▸ **Written exercise 1**
According to the text on Caroni rum, how many Caroni casks are now resting in Cognac, France?
▸ **Written exercise 2**
Reproduce the passage of the text on Caroni rum between "Is The Caroni" and "in Cognac, France.", inclusive.

▸ **Supplied text**
====================

Is The Caroni Paradise #6 (1996, #5619) The Greatest Of The Paradise Series?

 

As the Caroni story reaches its final chapter - its legend, of course, hopefully lives on - we're left with some 139 (originally 140, but one broke enroute) casks of Caroni taking a deep slumber in Cognac, France.

For those who're just joining, it's worth quickly revisiting where we last left off. And so in the previous episode, the final two parcels of Caroni casks were transported over from Angostura TDL's warehouses in Trinidad, as well as from Demerara Distillers DDL's warehouses in Guyana. These formed the total of 140 casks of Caroni, with the first parcel (the TDL ones) being fully tropically aged on the island that Caroni is of course from, whilst the second parcel (the DDL ones) were a little side experiment where Velier chief, Luca Gargano, had thought to explore how a slightly different sort of tropical ageing, where Caroni was first aged at its home in Trinidad and then subsequently moved to Guyana, would develop the rum's flavours - a worthy experiment that yielded some very fascinating results that showed much differences in the resultant flavours!

 

What remains of Caroni today. (Image Source: Le Blog A Roger)

 

Nevertheless it was thus decided, with the high angel's share and the Caroni casks now approaching some two-plus decades of ageing in barrel, that the ageing would now be stopped (therefore keeping them 100% tropically aged), with the rums transferred to glass demijohns where they would be put in a state of hibernation until they were ready to be bottled - some of these have now become what is billed as the final chapter of Caroni releases (at least from Velier, although inarguably also the most prized and anticipated) in the form of the Paradise series. The name Paradise is a reference to the Cognac term Paradis, where it is tradition for Cognac houses to store eaux-de-vie in the same glass demijohns for decades, if not up to a century, in dark and cool cellars to be later drawn for use in cuvees or simply bottled in a different eta. And so these Caroni's have been committed to the same tradition. Each edition of the Caroni Paradise series would also carry a select painting from Trinidadian artist Che Lovelace, of whom Gargano is a big fan of and who owns some of these works.

 

The Caroni Ceremony. (Image Source: Le Blog A Roger)

====================

▸ **Listed records**
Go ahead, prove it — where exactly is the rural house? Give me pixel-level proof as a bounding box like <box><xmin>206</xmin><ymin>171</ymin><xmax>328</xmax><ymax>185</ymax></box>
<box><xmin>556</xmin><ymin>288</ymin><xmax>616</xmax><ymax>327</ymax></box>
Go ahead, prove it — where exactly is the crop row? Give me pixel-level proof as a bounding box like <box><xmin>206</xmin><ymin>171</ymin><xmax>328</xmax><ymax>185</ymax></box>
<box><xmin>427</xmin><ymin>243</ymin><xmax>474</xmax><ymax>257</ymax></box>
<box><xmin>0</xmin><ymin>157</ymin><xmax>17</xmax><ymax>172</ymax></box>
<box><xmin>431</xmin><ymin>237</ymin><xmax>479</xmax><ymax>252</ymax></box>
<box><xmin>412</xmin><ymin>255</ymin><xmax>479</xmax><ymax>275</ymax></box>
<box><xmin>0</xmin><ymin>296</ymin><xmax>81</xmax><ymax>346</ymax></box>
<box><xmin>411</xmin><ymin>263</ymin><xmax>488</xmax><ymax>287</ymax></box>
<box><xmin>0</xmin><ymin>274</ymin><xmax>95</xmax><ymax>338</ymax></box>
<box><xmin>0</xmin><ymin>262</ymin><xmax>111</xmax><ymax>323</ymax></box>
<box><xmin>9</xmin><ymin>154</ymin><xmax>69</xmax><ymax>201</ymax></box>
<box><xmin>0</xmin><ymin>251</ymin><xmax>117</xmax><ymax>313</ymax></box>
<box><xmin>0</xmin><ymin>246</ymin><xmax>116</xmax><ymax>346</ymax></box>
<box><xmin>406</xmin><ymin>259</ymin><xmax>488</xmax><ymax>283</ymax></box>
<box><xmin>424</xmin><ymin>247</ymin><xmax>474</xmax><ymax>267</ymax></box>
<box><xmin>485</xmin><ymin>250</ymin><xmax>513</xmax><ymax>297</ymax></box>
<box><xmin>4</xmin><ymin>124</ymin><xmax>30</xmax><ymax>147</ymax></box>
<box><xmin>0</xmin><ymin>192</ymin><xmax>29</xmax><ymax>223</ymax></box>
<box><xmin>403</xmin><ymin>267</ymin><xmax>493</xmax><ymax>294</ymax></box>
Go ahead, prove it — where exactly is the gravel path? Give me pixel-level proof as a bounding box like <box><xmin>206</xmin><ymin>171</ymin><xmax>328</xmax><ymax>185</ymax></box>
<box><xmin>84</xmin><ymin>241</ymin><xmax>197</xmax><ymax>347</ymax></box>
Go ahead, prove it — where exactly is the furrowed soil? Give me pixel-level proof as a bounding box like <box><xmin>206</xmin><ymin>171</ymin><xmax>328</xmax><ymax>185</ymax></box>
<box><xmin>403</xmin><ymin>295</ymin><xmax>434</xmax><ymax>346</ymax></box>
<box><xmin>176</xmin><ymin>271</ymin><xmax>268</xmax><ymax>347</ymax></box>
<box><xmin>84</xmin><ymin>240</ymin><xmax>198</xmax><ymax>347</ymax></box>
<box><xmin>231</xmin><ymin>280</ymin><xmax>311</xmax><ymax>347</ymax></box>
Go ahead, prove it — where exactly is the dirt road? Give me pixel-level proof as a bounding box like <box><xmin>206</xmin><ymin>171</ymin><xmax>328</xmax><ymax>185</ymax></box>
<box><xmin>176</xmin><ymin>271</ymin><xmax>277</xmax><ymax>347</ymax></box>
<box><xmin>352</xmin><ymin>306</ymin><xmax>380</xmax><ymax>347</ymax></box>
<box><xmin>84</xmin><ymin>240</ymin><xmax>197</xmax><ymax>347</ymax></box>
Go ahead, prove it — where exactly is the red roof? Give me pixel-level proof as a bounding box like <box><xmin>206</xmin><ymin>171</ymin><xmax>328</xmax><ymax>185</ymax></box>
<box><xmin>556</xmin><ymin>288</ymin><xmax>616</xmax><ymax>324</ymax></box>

====================

▸ **Answer 1**
Some 139 casks remain. There were originally 140, but one broke en route.

▸ **Answer 2**
Is The Caroni Paradise #6 (1996, #5619) The Greatest Of The Paradise Series?

 

As the Caroni story reaches its final chapter - its legend, of course, hopefully lives on - we're left with some 139 (originally 140, but one broke enroute) casks of Caroni taking a deep slumber in Cognac, France.